▸ PASSAGE GIVEN
════

The following interview with Harvard Law School Professor Elizabeth Warren appeared in the April 12, 2009, edition of the Boston Globe. Newsweek magazine also recently profiled Warren and her work in an article, “The Debt Crusader,” that will appear in the magazine’s April 20, 2009, issue.
Until last year, Harvard Law School professor Elizabeth Warren was perhaps best known for her writing on bankruptcy and consumer finance. But last fall, she was appointed chair of a newly created Congressional Oversight Panel, which is charged with keeping tabs on the $700 billion bailout of the financial sector – an effort formally known as the Troubled Assets Relief Program. Warren was recently interviewed by Globe deputy editorial page editor Dante Ramos, who prepared the following edited excerpts.
Q: You’ve been quite critical of the Treasury. What troubles you most about what you’re getting and what you’re not getting?
A: There’s no discussion of the overall policy. Instead, there are specific programs that are announced, and from that, it’s necessary to reason backwards to figure out what the goal must have been. It’s like a “Jeopardy!” game. If this is the answer, what was the question? It’s frustrating because without a clearly articulated goal and identified metrics to determine whether the goal is being accomplished, it’s almost impossible to tell if a program is successful.
Q: Do you have a clear sense of what the overall TARP plan at this point is supposed to do? Are you capable of summarizing what it’s supposed to be doing?
A: No. And neither is Treasury. Treasury has given us multiple contradictory explanations for what it’s trying to accomplish.
There’s a major problem and a minor problem. The minor problem is documentation. I’ve spent four weeks now looking for someone who can give me the details of the stress test so that we can do an independent evaluation of whether the stress test is any good.
We get: “someone will call [you] right back.” Only the call doesn’t come.

════

▸ DATASET CONTENT
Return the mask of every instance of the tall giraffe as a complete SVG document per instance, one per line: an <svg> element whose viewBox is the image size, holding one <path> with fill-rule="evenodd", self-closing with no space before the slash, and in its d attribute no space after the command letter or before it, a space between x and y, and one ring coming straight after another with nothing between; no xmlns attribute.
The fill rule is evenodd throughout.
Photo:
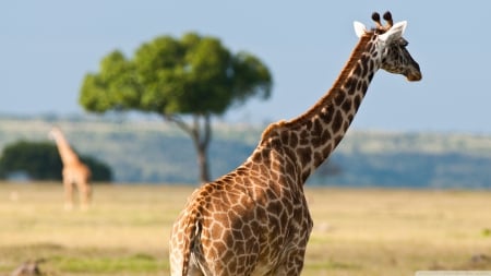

════

▸ GOAL
Continue the interview with Elizabeth Warren on the bailout oversight panel, picking up right after its final sentence.

▸ RESULT FOR THIS TASK
The major problem is that Treasury has not articulated its goals. And without that, we can’t have a robust debate about whether they’re headed in the right direction; instead, we’re stuck with this more technical argument about the implementation of the [Term Asset-Backed Securities Loan Facility] or the details of the Capital Acquisition Program. And that misses the central question of, should we be subsidizing failing banks or liquidating them? When we acquire capital, should we exercise more control over the institutions that take the money or less control? Those are the central policy issues that the American public has a right to participate in.
Q: What [is] the underlying problem? Is it that there aren’t the right people at Treasury? Or is the lack of transparency and the lack of resolution on the conceptual front, is that an unspoken part of the policy?
A: I can only look at the evidence. When the panel asked [Bush administration Treasury Secretary Henry] Paulson in December whether or not the American taxpayer was getting full value when it invested billions of dollars of the original TARP money, he sent a letter back to me that said, “Yes. These are par transactions.” That means, in effect, for every $100 of taxpayer money that went into those banks, the US taxpayer was getting back $100 worth of stock and warrants.
We did an independent valuation of the transactions, crunched a lot of numbers, used a lot of different approaches for how to value the transactions. And we discovered that for every $100 of taxpayer money put into the financial institutions, the taxpayer got back about $66 in current value.
Q: So what accounts for the $34 difference?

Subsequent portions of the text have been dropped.